Content starts
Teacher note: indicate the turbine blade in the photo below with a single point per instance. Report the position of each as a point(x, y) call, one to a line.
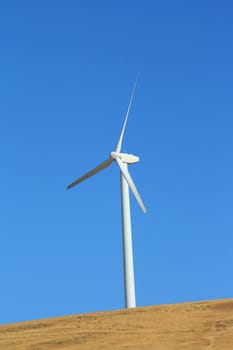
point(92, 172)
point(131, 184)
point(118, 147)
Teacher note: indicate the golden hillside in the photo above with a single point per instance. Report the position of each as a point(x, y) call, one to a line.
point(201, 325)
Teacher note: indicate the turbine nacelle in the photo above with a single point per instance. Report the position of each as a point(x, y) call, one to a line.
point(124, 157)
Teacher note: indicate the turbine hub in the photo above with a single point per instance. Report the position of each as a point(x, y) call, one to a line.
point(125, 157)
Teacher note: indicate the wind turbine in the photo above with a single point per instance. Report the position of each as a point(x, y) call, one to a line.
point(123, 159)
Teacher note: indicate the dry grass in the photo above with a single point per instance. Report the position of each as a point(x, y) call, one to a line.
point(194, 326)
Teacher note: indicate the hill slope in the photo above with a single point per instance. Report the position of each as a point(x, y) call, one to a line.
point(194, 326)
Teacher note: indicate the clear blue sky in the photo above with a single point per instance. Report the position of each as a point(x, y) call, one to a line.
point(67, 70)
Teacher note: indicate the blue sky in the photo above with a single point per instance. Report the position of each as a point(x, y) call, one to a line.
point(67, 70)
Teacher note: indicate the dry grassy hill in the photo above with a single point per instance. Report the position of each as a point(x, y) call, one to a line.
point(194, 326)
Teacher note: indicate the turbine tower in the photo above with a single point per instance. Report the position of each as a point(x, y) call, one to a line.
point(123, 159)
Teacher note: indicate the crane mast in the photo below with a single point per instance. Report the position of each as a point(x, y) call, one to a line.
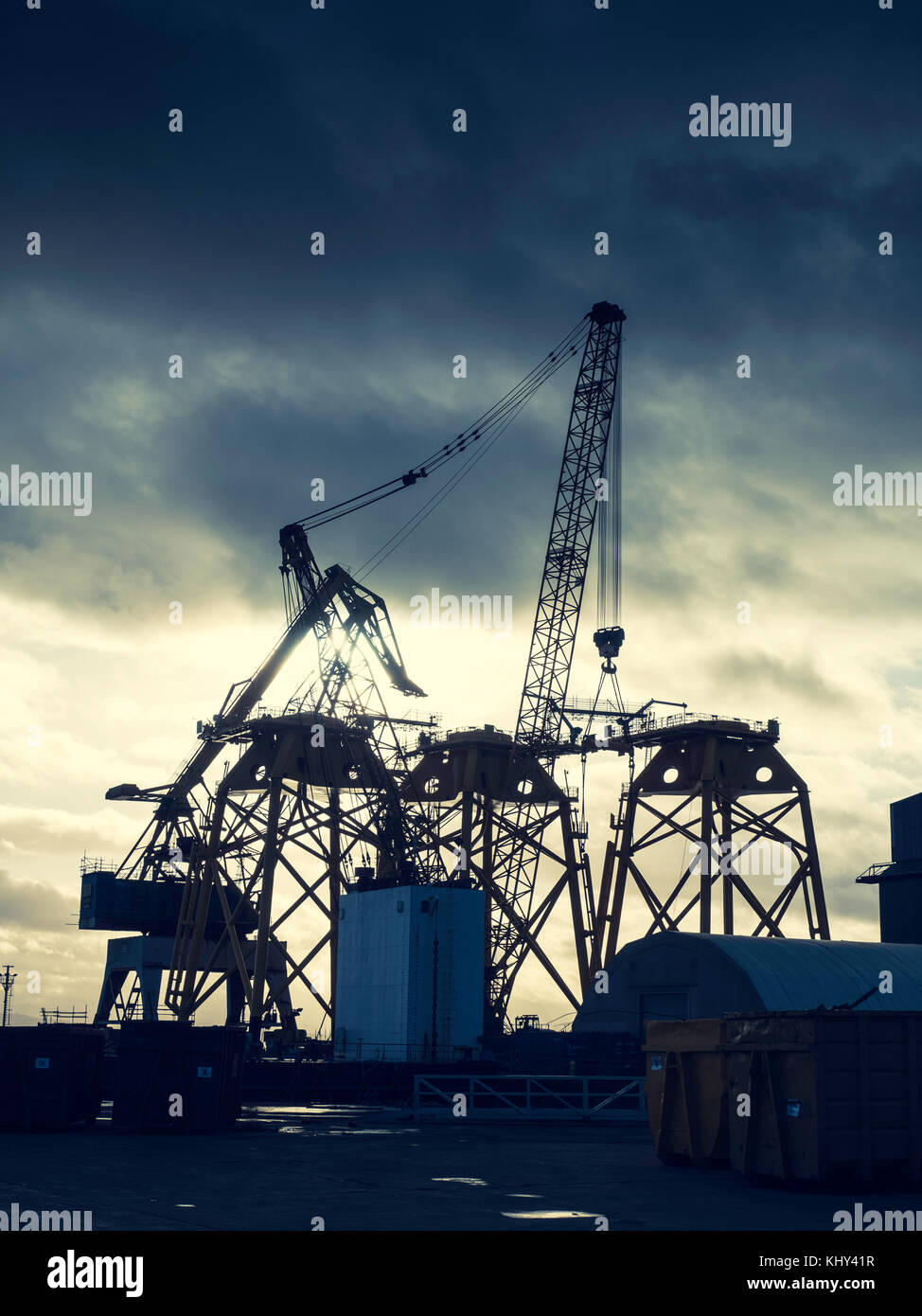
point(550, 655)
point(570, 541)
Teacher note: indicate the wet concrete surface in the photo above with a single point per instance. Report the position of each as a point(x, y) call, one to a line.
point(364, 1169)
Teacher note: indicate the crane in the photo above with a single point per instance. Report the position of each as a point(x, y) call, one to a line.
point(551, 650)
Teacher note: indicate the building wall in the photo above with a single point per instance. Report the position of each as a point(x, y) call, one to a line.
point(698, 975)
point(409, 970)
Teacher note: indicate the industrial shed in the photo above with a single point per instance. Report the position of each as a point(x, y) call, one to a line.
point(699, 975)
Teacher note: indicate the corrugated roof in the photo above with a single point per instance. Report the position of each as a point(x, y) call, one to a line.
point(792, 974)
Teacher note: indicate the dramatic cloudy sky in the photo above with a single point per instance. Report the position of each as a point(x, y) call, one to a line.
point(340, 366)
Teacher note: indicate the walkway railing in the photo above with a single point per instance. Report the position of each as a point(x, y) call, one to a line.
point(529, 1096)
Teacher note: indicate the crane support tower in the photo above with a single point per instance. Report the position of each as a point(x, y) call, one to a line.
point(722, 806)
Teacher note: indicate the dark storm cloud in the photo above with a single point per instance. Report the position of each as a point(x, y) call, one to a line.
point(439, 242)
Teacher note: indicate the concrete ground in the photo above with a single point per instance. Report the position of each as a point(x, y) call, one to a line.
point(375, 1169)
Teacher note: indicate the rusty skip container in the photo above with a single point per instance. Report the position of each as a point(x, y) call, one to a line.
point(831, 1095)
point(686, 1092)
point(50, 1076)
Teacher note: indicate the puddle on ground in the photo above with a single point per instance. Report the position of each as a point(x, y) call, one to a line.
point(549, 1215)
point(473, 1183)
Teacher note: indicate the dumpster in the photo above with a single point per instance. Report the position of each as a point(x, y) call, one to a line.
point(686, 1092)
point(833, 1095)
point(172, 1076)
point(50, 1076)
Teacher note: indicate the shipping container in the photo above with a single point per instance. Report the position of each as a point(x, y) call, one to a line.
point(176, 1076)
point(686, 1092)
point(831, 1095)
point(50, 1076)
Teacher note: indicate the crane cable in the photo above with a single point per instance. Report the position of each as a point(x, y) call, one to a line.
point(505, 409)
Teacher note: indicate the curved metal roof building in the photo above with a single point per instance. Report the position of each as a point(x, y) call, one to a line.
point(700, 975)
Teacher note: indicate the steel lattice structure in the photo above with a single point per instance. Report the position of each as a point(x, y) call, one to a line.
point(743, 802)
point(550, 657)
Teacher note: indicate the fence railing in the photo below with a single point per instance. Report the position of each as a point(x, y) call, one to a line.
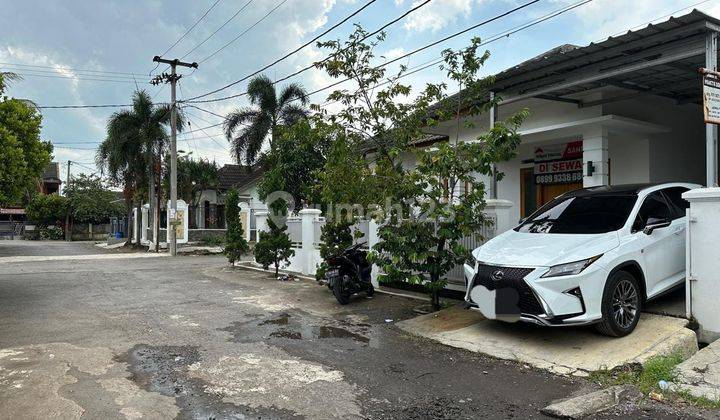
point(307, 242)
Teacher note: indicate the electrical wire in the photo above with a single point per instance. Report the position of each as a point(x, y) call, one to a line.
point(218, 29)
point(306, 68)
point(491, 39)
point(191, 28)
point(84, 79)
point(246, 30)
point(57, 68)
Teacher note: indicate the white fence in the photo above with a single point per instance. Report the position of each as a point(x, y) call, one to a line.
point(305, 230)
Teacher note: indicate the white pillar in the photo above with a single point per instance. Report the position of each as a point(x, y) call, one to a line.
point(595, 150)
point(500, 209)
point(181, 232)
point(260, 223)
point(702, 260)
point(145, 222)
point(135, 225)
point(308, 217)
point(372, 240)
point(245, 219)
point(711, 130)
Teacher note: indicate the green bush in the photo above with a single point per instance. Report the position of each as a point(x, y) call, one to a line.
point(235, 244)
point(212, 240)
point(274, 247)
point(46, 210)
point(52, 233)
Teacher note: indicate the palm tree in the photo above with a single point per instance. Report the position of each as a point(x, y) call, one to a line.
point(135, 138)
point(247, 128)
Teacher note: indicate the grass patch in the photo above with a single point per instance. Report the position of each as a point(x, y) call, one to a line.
Content ends
Your instructions: Word for word, set down every record, keeping the images out.

Result of the exercise:
Teacher note: indicate the turbine blade in the photo below with a single point per instance. Report the position of each as a point(x, y) call, one to a line.
point(92, 172)
point(131, 184)
point(118, 147)
Teacher note: indicate the golden hillside in the photo above with a single point per instance. Report the position of each as a point(x, y) call, one to a line.
point(201, 325)
Teacher note: indicate the turbine nacelle in the photo above with a single point per instance. Report the position of each as a point(x, y) call, one to a line.
point(124, 157)
Teacher note: indicate the turbine hub in the photo above with a single point per instance. Report the position of each as a point(x, y) call, one to a line.
point(125, 157)
Teacher note: indicate the wind turbine in the photo above with a single point per instance. Report the position of each as a point(x, y) call, one to a line.
point(123, 159)
Teacher note: indicate the dry grass in the photo above with a single point per instance. Report the position of each as a point(x, y) call, one to a line.
point(194, 326)
Teacher note: indicate the hill slope in the photo above with a single point per instance. Report the position of each as a point(x, y) call, one to a line.
point(194, 326)
Teacher note: indicate the clear blue sky in the photo above with a single point per instance. Report the position of each as a point(x, y) call, one to a line.
point(67, 70)
Teacher note: indicate the blue sky in the photo above with a single point per instance. Report the position of each as a point(x, y) call, one to a line.
point(67, 70)
Teacher note: indicate the dry grassy hill in the photo above with a single point per instance. Report the position of each as a point(x, y) call, one to a line.
point(194, 326)
Teacher note: indicate the turbine tower in the photo above with a single point per instance. Report the position of each as a point(x, y) call, one to a line.
point(123, 159)
Teacher note: indicate the crane mast in the photo below with a single point per instance. Report the position of each as a point(x, y) call, one to a line.
point(550, 655)
point(570, 541)
Teacher note: indicate the wet concrete surface in the photo above with a single point per instance. Report the position of each as a point(x, y) call, one to a line.
point(364, 1169)
Teacher note: indicate the crane in the photo above with a single point per instance. Report the position of each as a point(x, y) call, one to a line.
point(551, 650)
Teacher note: indicate the building wall in the photo above with a single point per instance. Report the position of each as a point(x, y) call, one to a line.
point(698, 975)
point(409, 970)
Teacher note: indicate the industrial shed in the photo above with a single point per instance. Report the position of each as a point(x, y) call, one to a line.
point(699, 975)
Teacher note: indicate the corrugated roof in the photo above with a single point per instance. Report the position of each as a point(x, y) call, one to a line.
point(792, 974)
Teacher note: indicate the dramatic cloudy sky in the photo above with a single point per instance. Report the position of each as a point(x, y) call, one to a line.
point(340, 366)
Teacher note: indicate the walkway railing in the photo above with a single point per instance. Report the position of each as a point(x, y) call, one to a line.
point(529, 1096)
Teacher note: indicate the crane support tower in the photo above with a single point per instance. Report the position of each as a point(x, y) call, one to a line.
point(722, 806)
Teacher note: indicate the dark storm cloud in the photo above with a single point per instance. Report the position of each as a point(x, y) call, one to a line.
point(439, 242)
Teacher note: indicate the concrete ground in the photo above with a single point per instance. Report the position of each as a point(x, y) call, one to a line.
point(375, 1169)
Teacher note: indicate the rusty skip container in the photo above with a single point per instance. Report the position of each as a point(x, y) call, one to a line.
point(831, 1095)
point(686, 1092)
point(50, 1076)
Teacher note: indicate the puddle on ground in the photo above with a single point per instance. Report the position of each as a point(x, y) call, one to a line.
point(549, 1215)
point(473, 1183)
Teacher note: indicate the dumpster in the photo above with a single point per instance. Report the position of each as a point(x, y) call, one to a line.
point(686, 1092)
point(833, 1095)
point(172, 1076)
point(50, 1076)
Teacher note: indicate the shipping container in the photo above with a single point per instance. Report the position of each as a point(x, y) call, one to a line.
point(176, 1076)
point(686, 1092)
point(831, 1095)
point(50, 1076)
Teacher note: indicate the crane cable in the photo above with a single point per instance. Report the position of each as a point(x, y) call, one to a line.
point(505, 409)
Teacher note: indicate the curved metal roof building in the photo above with a single point per instance. Report the position of each as a point(x, y) call, one to a line.
point(700, 975)
Teacher note: indicate the steel lattice structure in the photo above with a single point per instance. Report the position of each as a point(x, y) call, one to a line.
point(743, 802)
point(550, 657)
Teacher note: indicate the fence railing in the photo below with a single point per instance. Report the position of each as a point(x, y) call, one to a line.
point(307, 242)
Teacher note: indicate the electrical wire in the photo above with a single point per instance. Report the position of each as a point(x, y) call, one to a line.
point(218, 29)
point(306, 68)
point(491, 39)
point(191, 28)
point(84, 79)
point(246, 30)
point(57, 68)
Teacher note: indicate the white fence in the photo above with a single point per instance. Report the position of each as a point(x, y) call, one to a line.
point(305, 230)
Teacher note: indicate the white pillar in the photo above with a single point per instance. Report the position of each as a point(x, y) call, one to a line.
point(595, 150)
point(500, 209)
point(181, 232)
point(260, 223)
point(702, 260)
point(145, 222)
point(135, 225)
point(308, 217)
point(372, 240)
point(245, 219)
point(711, 130)
Teacher note: indicate the green bush in the photo above with a single point per instance. Report the position of each as a point(x, y) call, one to a line.
point(235, 244)
point(212, 240)
point(274, 247)
point(46, 210)
point(52, 233)
Teacher note: indicate the palm tree in the photo above with a single point per instance. Report the position of each as a point(x, y) call, one to a line.
point(135, 138)
point(247, 128)
Teacher note: indicate the grass patch in the photo above with a single point per instance. Report the position of each as a point(x, y) call, one to a line.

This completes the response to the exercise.